Dataset records:
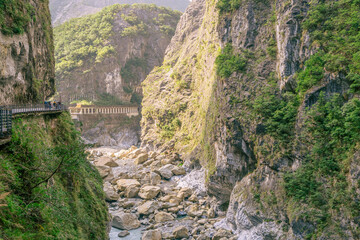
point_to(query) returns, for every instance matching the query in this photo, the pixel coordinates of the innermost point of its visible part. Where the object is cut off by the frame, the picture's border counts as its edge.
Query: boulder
(181, 232)
(105, 161)
(151, 235)
(155, 178)
(141, 158)
(135, 153)
(123, 233)
(132, 191)
(184, 193)
(166, 171)
(110, 193)
(149, 192)
(178, 171)
(103, 170)
(163, 217)
(123, 184)
(148, 208)
(125, 221)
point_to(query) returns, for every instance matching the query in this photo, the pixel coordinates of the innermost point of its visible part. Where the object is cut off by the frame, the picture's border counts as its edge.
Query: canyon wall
(264, 96)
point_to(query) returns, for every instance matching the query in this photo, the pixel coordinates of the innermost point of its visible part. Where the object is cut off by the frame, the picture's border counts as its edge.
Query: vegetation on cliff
(46, 181)
(84, 45)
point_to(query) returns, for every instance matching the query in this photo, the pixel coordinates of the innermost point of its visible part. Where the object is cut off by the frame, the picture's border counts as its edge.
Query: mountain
(26, 52)
(264, 96)
(64, 10)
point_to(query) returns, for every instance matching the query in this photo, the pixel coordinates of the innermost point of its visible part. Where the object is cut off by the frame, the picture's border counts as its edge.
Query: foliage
(15, 16)
(106, 99)
(50, 182)
(278, 111)
(335, 27)
(227, 62)
(228, 5)
(133, 67)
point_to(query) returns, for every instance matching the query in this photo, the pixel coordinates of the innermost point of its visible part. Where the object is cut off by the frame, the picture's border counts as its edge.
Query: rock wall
(111, 63)
(62, 11)
(252, 118)
(26, 53)
(116, 131)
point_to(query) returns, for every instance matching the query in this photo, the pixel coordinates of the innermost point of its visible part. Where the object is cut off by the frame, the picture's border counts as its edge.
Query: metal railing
(7, 112)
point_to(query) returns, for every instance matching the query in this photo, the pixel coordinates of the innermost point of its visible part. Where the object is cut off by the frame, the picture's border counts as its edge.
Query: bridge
(129, 110)
(7, 113)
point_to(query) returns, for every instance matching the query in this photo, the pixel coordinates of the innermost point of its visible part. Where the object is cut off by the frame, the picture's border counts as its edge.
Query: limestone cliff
(64, 10)
(272, 115)
(104, 57)
(26, 52)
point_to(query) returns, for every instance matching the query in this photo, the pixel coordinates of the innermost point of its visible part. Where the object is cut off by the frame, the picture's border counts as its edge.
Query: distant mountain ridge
(64, 10)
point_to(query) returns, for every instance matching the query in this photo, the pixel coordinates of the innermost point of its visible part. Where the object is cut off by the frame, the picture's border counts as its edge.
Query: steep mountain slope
(48, 189)
(64, 10)
(105, 57)
(273, 116)
(26, 52)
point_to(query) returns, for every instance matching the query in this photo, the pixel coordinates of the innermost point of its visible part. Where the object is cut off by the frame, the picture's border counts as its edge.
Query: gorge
(248, 125)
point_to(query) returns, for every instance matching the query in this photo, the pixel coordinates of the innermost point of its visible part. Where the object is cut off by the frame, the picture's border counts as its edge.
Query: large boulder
(155, 178)
(103, 170)
(149, 192)
(123, 184)
(110, 193)
(105, 161)
(125, 221)
(151, 235)
(178, 171)
(166, 171)
(163, 217)
(148, 208)
(141, 158)
(181, 232)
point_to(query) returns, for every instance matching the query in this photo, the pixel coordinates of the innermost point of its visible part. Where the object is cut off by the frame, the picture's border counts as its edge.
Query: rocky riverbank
(152, 191)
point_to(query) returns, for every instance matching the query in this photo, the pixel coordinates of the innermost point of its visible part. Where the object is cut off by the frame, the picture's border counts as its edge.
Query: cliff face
(26, 52)
(46, 181)
(64, 10)
(105, 57)
(271, 115)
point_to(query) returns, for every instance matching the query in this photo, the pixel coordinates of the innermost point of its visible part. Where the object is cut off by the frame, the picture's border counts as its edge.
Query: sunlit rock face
(64, 10)
(27, 57)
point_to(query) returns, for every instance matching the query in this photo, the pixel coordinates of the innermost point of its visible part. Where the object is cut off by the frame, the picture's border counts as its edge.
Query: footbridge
(129, 110)
(8, 113)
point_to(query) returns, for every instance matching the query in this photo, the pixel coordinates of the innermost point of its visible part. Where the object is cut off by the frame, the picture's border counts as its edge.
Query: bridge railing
(34, 108)
(7, 112)
(5, 122)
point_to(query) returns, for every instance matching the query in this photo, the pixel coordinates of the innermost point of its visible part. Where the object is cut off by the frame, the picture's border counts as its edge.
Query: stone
(155, 165)
(148, 208)
(110, 193)
(222, 233)
(211, 213)
(166, 171)
(122, 184)
(132, 191)
(125, 221)
(151, 235)
(149, 192)
(181, 232)
(155, 178)
(193, 198)
(163, 217)
(184, 193)
(141, 158)
(178, 171)
(105, 161)
(193, 211)
(103, 170)
(123, 233)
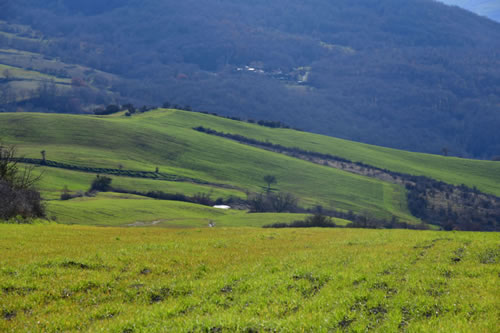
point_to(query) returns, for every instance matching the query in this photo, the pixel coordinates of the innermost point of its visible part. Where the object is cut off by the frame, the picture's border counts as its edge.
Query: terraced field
(165, 139)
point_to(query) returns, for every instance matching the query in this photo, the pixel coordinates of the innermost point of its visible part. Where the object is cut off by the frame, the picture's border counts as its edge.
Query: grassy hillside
(165, 139)
(485, 175)
(62, 278)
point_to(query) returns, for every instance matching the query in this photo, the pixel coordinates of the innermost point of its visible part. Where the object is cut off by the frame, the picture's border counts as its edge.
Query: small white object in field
(222, 207)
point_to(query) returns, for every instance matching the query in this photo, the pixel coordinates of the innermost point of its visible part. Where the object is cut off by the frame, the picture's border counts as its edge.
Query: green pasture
(165, 139)
(110, 209)
(56, 278)
(485, 175)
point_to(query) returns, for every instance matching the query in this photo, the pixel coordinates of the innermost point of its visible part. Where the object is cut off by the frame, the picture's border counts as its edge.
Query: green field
(165, 139)
(485, 175)
(77, 278)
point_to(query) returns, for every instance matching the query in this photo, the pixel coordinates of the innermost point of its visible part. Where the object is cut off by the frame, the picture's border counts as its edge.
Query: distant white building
(222, 207)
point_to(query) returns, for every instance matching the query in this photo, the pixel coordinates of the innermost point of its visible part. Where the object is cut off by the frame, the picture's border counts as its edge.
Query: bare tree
(270, 179)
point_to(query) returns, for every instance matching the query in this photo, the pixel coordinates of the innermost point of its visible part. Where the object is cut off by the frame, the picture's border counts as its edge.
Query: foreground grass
(61, 278)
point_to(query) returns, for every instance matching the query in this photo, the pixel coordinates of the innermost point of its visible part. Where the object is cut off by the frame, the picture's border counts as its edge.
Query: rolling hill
(130, 148)
(488, 8)
(424, 74)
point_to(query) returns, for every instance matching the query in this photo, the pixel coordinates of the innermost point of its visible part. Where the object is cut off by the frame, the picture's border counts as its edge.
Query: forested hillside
(414, 74)
(488, 8)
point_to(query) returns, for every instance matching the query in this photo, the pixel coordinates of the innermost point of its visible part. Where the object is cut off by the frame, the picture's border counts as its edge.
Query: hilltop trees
(101, 184)
(269, 179)
(18, 196)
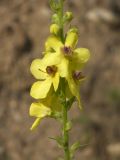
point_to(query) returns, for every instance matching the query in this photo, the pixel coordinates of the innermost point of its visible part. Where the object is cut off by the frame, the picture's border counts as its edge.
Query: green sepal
(70, 102)
(55, 6)
(68, 126)
(67, 18)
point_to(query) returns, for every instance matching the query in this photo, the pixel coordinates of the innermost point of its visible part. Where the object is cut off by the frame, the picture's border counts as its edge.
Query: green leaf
(75, 147)
(68, 126)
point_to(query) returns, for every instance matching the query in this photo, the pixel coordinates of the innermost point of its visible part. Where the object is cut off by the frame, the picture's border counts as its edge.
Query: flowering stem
(61, 20)
(65, 133)
(64, 109)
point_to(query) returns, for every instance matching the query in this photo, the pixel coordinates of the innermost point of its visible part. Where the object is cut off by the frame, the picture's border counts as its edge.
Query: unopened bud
(54, 29)
(73, 29)
(68, 17)
(55, 19)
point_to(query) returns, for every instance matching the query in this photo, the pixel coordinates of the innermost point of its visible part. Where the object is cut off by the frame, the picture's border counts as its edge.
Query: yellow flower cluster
(60, 61)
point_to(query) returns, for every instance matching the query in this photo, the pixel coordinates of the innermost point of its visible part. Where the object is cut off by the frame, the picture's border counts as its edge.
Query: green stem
(64, 109)
(65, 133)
(61, 20)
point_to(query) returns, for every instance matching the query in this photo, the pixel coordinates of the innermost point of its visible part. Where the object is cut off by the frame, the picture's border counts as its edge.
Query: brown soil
(24, 26)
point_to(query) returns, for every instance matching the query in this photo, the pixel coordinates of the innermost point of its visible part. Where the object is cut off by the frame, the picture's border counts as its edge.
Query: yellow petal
(53, 43)
(51, 59)
(63, 67)
(71, 39)
(74, 90)
(40, 89)
(36, 123)
(37, 68)
(80, 57)
(55, 80)
(39, 110)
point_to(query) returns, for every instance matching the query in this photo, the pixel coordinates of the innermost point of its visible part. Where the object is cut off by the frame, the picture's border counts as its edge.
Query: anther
(51, 70)
(77, 75)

What is needed:
The line containing "Query: unopened bud" and all lines after it, through the last line of the data, should be retyped exactly.

Answer area:
Query: unopened bud
(54, 29)
(73, 29)
(68, 17)
(55, 19)
point_to(query) returns, for every instance matching the query in this photo, the pixel coordinates of the innermost point of its visible part. Where the object is cut off by the frame, the picture's border counts as its edge.
Query: yellow flower cluster
(60, 61)
point_to(query) returns, for every instance matching the query in this photo, the pixel coordinates of the innermost point of its visible part. Where the object is cut off by the frame, the picture's border counts as its edge.
Query: green stem
(64, 109)
(65, 133)
(61, 20)
point_to(query) returns, for every instance matching the query in this photo, the pixel coordinates of the innermost point of its visible part. Where the object is cut off by the frame, the picture's border counts as its edge.
Query: brown soil
(24, 26)
point_to(query) returns, for every instance matching the query in this photo, the pixel coordinates of the innermost point of its visible part. Where the object is cut off by the frame, the picture's border counts as its edge.
Query: yellow petal
(53, 43)
(51, 59)
(63, 67)
(71, 39)
(74, 90)
(40, 89)
(36, 123)
(37, 68)
(80, 57)
(55, 80)
(39, 110)
point_to(query) returns, for every instance matching the query in this photo, the pixel coordinates of the innermost point of its visible part. Where the object is cut off by the frame, the picture's border counts as its edge.
Query: anther
(51, 70)
(77, 75)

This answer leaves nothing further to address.